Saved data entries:
▽

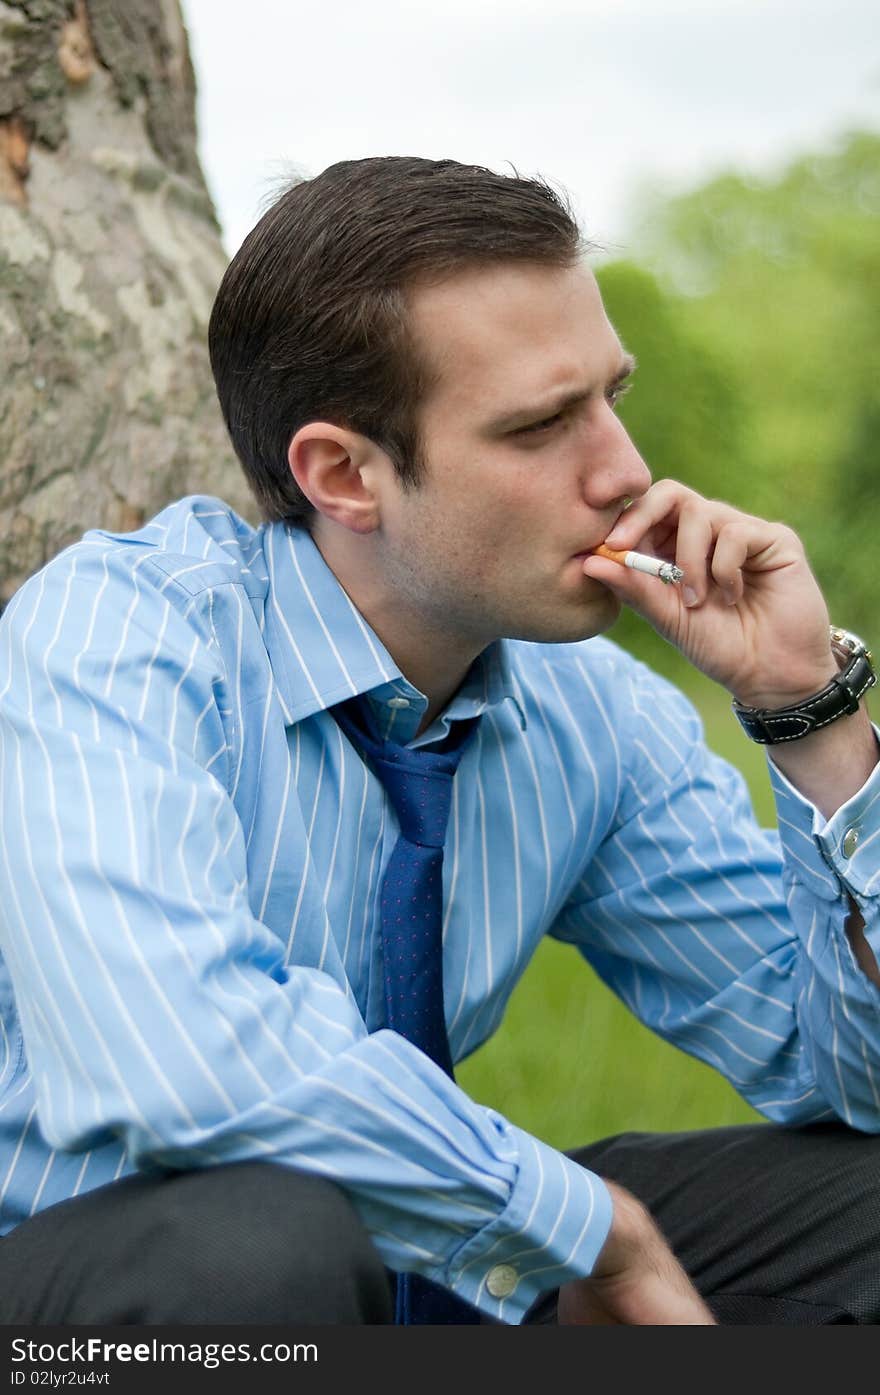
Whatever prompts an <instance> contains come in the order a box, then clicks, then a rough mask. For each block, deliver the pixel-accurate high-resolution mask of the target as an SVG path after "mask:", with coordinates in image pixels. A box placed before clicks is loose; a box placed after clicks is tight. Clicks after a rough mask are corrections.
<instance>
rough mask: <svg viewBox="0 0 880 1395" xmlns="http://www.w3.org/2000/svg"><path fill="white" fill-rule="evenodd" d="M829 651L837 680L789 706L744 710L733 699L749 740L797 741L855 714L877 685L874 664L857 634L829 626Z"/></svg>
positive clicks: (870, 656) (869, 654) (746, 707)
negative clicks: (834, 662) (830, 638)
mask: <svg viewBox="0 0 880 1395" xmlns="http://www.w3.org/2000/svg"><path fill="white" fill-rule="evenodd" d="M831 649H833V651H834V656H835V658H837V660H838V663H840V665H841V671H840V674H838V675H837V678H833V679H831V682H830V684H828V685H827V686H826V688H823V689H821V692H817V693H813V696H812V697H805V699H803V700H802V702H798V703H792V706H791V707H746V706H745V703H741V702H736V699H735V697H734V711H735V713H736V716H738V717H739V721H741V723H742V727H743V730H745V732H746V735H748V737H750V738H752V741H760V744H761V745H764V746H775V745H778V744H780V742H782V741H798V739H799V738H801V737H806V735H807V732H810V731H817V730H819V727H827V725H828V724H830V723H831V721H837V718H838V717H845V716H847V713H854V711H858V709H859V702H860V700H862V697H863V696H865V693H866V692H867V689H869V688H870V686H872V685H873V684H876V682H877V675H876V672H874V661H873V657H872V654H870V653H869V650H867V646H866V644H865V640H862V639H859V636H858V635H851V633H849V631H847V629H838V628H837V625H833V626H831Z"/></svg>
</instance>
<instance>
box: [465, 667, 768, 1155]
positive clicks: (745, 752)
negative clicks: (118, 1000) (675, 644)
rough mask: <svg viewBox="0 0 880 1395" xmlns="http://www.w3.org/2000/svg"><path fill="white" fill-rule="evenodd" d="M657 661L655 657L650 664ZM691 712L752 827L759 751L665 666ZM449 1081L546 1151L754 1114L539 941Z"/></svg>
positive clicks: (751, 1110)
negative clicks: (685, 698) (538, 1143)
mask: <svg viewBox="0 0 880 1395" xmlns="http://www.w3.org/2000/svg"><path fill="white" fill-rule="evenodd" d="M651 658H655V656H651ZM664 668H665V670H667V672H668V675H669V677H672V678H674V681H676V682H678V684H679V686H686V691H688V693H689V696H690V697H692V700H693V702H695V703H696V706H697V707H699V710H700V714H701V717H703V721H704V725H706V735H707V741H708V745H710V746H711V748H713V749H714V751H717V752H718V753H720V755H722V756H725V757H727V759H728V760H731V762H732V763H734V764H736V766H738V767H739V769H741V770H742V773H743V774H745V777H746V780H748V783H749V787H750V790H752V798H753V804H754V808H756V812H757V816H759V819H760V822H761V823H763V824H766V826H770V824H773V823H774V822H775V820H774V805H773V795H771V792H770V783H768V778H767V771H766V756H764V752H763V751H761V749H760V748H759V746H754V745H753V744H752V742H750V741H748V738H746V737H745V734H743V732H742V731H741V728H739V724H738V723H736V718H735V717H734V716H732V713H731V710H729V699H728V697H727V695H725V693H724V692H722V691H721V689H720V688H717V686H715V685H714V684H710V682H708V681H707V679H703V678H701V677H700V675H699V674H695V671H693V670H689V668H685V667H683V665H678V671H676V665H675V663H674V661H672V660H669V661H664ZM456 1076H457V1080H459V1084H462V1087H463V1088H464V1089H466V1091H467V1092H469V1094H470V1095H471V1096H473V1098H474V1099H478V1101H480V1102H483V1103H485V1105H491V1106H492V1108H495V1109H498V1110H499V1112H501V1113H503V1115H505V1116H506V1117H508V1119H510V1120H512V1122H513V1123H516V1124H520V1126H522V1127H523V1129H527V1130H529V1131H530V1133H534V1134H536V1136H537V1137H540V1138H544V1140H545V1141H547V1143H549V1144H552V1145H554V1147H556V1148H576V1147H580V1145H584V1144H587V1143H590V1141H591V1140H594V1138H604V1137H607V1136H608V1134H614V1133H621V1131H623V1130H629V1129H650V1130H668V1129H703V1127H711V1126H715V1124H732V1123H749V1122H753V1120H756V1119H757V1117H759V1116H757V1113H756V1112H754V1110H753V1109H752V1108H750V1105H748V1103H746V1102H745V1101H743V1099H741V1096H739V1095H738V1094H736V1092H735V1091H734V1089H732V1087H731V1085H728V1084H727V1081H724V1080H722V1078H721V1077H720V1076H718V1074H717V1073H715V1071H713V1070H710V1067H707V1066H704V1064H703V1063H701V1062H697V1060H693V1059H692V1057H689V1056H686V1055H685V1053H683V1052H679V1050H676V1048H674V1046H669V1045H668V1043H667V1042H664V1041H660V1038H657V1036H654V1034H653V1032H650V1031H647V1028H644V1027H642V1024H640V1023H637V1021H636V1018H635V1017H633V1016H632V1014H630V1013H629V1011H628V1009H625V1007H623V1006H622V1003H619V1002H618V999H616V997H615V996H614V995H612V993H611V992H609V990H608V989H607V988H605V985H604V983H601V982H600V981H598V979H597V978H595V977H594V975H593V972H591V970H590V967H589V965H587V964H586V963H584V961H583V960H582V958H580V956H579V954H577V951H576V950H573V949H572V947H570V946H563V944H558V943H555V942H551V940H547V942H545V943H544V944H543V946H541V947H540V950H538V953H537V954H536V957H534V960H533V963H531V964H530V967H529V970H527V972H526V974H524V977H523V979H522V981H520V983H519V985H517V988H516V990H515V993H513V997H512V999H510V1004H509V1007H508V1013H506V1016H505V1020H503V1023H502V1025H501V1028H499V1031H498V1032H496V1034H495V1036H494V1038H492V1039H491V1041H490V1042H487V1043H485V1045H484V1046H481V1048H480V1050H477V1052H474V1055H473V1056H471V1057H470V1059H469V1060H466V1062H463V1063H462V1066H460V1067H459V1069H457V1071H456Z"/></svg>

△

Task instructions:
What are the lines above, starting at the one with "positive clicks: (745, 752)" and ending at the one with "positive clicks: (751, 1110)"? Give them again exactly, and only them.

Solution to the exercise:
positive clicks: (745, 752)
negative clicks: (118, 1000) (675, 644)
rough mask: <svg viewBox="0 0 880 1395" xmlns="http://www.w3.org/2000/svg"><path fill="white" fill-rule="evenodd" d="M657 661L655 657L650 664ZM691 712L752 827L759 751L665 666ZM449 1081L546 1151L754 1114L539 941Z"/></svg>
positive clicks: (751, 1110)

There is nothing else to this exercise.